▶ [What you are asked to do]
Count the rows below that contain the word "like", matching case exactly, and give only that number.

▶ [Materials provided]
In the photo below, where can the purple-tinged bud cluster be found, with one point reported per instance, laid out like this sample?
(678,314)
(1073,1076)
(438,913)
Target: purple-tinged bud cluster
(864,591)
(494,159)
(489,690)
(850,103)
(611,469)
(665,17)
---
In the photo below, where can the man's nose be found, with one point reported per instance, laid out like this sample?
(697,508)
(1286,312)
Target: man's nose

▶ [Task result]
2